### [What is needed]
Reproduce each of the lines below without any changes.

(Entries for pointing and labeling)
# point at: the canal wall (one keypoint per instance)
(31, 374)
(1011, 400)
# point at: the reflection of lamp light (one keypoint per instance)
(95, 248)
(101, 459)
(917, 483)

### [Solution to the exercise]
# point at: the canal wall (one keypoint per instance)
(31, 374)
(1011, 400)
# point at: the reflection of lamp light (one keypoint per instance)
(95, 248)
(101, 459)
(917, 483)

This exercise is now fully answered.